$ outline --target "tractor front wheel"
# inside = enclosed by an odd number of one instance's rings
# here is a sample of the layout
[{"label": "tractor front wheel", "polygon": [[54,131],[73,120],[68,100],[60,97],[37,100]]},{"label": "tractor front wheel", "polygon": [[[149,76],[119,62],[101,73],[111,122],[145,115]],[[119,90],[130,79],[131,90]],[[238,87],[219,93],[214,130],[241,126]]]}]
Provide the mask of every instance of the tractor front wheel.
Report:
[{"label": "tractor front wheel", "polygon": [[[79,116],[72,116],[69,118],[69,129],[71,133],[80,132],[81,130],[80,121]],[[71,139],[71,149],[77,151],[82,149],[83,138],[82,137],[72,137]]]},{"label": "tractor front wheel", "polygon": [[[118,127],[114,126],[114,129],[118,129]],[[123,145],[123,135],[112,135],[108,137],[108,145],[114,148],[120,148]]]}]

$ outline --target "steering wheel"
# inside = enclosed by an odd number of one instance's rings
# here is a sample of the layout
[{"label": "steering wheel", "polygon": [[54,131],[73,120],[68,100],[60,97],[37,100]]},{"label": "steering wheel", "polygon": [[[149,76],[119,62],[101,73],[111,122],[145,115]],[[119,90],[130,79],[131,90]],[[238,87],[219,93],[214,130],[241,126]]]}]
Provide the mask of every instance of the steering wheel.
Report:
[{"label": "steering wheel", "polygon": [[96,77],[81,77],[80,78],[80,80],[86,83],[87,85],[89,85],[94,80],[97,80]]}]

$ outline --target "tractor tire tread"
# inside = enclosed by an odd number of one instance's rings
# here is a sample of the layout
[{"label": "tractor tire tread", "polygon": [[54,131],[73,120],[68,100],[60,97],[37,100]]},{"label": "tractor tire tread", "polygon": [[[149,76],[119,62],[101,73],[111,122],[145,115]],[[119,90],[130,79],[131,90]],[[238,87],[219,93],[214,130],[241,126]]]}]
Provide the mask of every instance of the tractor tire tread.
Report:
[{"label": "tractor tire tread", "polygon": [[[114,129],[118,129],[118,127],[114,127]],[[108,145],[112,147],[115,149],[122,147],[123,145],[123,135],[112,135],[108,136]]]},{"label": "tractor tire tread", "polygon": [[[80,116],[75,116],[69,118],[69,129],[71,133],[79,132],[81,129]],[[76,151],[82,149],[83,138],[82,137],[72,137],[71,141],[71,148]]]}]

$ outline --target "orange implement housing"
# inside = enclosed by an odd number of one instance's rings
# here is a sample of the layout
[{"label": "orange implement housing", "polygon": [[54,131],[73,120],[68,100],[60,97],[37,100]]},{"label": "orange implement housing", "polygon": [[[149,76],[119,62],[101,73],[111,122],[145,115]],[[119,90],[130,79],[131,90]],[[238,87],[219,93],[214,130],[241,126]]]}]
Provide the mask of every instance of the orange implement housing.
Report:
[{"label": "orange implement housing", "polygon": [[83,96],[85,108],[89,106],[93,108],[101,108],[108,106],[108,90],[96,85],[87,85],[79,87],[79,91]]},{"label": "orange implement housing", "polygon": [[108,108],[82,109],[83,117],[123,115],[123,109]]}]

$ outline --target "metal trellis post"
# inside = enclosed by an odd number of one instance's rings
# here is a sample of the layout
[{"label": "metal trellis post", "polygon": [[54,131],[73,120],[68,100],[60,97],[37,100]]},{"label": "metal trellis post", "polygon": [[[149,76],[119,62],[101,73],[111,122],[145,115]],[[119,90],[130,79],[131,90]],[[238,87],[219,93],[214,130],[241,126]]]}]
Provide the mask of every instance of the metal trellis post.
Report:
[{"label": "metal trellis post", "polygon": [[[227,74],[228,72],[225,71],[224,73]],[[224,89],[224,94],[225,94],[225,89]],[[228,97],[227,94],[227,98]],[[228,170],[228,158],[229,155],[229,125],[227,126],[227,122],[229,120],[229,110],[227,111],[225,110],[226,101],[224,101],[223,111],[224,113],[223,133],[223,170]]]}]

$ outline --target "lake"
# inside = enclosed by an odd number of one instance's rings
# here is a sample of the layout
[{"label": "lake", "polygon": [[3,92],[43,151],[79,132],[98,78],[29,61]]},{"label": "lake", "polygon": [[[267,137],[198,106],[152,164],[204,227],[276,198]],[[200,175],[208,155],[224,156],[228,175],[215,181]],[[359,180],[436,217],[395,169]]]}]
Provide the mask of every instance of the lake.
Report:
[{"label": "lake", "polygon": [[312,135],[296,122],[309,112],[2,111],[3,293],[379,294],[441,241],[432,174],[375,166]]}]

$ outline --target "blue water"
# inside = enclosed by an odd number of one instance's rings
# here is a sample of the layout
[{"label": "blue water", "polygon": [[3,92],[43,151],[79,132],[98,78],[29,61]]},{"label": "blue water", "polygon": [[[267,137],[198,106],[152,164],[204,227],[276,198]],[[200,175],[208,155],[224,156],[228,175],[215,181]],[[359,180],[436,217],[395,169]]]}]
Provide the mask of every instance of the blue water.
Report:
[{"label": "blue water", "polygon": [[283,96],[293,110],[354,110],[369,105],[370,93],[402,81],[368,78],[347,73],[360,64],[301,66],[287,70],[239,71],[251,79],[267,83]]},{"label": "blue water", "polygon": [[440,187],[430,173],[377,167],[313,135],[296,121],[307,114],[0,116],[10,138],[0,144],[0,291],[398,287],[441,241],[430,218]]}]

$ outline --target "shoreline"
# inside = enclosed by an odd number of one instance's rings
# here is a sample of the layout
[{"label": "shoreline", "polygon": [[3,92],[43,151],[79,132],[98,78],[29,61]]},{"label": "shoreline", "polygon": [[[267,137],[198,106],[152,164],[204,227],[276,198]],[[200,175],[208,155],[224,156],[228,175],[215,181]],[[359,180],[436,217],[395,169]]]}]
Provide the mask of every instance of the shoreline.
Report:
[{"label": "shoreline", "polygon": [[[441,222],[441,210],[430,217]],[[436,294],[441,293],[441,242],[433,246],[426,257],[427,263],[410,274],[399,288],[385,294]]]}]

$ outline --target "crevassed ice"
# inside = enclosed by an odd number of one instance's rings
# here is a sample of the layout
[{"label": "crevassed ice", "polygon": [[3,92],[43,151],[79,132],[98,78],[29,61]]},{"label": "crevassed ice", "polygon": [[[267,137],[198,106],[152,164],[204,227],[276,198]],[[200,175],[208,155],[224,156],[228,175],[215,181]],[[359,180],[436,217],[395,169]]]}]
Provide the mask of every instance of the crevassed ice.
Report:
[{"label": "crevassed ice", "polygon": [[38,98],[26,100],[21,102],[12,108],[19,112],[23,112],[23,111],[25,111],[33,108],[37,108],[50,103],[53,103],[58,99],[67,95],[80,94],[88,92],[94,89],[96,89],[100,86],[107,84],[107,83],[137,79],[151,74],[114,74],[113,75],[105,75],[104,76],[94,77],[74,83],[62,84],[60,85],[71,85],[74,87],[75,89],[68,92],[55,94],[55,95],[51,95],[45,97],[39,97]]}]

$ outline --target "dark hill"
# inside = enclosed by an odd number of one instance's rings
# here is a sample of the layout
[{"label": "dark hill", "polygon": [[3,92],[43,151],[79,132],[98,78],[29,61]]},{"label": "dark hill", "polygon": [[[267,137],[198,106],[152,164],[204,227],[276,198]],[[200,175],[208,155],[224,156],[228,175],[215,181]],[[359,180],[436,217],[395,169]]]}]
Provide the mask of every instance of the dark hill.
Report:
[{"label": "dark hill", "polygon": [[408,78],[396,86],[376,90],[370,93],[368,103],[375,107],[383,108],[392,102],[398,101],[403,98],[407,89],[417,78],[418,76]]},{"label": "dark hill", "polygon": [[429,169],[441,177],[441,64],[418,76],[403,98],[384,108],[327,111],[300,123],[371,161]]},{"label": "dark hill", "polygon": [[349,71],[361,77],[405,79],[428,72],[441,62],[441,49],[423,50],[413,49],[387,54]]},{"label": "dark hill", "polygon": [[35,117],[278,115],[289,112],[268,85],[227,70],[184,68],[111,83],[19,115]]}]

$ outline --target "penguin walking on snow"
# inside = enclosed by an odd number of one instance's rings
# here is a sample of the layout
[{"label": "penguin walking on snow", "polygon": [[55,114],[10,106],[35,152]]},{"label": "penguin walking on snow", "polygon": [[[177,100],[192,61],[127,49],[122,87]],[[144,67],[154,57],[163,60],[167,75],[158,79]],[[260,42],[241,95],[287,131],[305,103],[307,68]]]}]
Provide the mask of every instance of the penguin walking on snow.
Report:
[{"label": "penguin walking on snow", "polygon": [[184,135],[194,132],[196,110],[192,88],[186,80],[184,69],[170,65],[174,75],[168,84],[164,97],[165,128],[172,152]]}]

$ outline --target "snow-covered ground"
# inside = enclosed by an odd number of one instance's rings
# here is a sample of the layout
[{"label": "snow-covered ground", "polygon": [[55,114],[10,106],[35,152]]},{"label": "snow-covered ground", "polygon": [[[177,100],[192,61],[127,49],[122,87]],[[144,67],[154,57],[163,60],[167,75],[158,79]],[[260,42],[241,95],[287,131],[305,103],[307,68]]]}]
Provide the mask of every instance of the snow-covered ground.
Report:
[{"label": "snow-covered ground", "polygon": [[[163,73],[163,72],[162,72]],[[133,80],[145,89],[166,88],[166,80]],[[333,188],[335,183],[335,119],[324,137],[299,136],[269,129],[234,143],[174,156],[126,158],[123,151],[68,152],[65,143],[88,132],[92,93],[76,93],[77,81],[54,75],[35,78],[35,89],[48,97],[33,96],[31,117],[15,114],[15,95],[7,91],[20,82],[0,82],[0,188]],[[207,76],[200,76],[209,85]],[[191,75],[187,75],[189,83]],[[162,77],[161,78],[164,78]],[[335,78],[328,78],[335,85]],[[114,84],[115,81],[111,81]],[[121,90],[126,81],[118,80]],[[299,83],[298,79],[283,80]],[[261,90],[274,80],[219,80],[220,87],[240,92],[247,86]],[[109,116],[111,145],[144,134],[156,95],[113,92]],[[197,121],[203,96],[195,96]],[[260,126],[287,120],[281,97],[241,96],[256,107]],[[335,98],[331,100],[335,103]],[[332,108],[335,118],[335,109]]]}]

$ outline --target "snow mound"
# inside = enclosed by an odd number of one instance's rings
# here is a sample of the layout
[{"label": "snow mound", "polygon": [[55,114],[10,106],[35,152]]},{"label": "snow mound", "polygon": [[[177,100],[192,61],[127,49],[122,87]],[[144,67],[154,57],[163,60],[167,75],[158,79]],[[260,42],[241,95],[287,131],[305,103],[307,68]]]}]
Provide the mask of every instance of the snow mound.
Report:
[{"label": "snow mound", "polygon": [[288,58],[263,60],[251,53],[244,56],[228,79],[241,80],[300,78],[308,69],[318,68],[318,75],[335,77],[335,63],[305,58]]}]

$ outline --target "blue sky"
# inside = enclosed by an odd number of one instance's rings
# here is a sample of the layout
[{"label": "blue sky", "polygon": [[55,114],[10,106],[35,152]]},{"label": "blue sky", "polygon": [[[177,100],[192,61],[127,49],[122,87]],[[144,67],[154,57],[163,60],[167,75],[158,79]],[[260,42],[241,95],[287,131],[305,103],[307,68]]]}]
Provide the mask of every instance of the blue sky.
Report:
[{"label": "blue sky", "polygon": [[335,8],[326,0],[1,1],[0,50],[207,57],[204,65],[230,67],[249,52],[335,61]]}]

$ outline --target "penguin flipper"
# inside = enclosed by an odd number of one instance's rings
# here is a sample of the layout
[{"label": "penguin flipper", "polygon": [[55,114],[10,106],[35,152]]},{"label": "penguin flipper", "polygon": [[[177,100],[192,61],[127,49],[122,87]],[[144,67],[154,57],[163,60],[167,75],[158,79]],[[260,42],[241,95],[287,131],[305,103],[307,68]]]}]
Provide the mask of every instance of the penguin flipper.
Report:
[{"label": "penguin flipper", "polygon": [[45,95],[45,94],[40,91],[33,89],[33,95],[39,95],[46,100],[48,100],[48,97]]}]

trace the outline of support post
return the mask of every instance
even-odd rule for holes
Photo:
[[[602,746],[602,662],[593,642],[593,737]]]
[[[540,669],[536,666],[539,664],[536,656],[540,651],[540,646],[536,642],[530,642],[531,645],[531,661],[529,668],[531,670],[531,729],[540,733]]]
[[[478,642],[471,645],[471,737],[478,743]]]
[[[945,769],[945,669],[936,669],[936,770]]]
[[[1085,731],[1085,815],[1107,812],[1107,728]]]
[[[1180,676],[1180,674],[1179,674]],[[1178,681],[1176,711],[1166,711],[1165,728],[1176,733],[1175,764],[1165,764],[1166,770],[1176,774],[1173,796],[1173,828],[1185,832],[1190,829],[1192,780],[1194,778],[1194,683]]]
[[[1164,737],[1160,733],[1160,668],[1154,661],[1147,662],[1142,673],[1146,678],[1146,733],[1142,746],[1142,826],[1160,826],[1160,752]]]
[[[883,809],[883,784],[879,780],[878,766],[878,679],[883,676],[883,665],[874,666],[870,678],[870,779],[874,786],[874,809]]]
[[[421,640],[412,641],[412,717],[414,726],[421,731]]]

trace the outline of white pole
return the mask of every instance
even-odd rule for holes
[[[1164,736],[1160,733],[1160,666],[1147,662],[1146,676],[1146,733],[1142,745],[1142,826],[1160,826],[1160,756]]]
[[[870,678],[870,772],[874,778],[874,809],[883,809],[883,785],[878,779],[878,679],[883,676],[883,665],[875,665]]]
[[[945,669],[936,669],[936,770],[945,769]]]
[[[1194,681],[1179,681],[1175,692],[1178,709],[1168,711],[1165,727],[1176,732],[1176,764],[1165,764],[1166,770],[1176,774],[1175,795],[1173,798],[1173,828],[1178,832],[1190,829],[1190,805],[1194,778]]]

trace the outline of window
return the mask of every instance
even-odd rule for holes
# # # # # # #
• [Written request]: Gather every line in the rows above that contains the string "tire", and copy each such line in full.

• [Full solution]:
$ outline --target "tractor tire tread"
[{"label": "tractor tire tread", "polygon": [[54,131],[73,120],[68,100],[60,97],[37,100]]},{"label": "tractor tire tread", "polygon": [[[149,76],[119,62],[101,73],[111,122],[145,115]],[[119,90],[130,79],[131,90]],[[238,87],[219,93],[214,130],[241,126]]]}]
Provide the mask of every instance of the tractor tire tread.
[{"label": "tractor tire tread", "polygon": [[[114,129],[118,129],[118,127],[114,127]],[[108,145],[112,147],[115,149],[122,147],[123,145],[123,135],[112,135],[108,136]]]},{"label": "tractor tire tread", "polygon": [[[80,116],[75,116],[69,118],[69,129],[71,133],[79,132],[81,129]],[[76,151],[82,149],[83,138],[82,137],[72,137],[71,141],[71,148]]]}]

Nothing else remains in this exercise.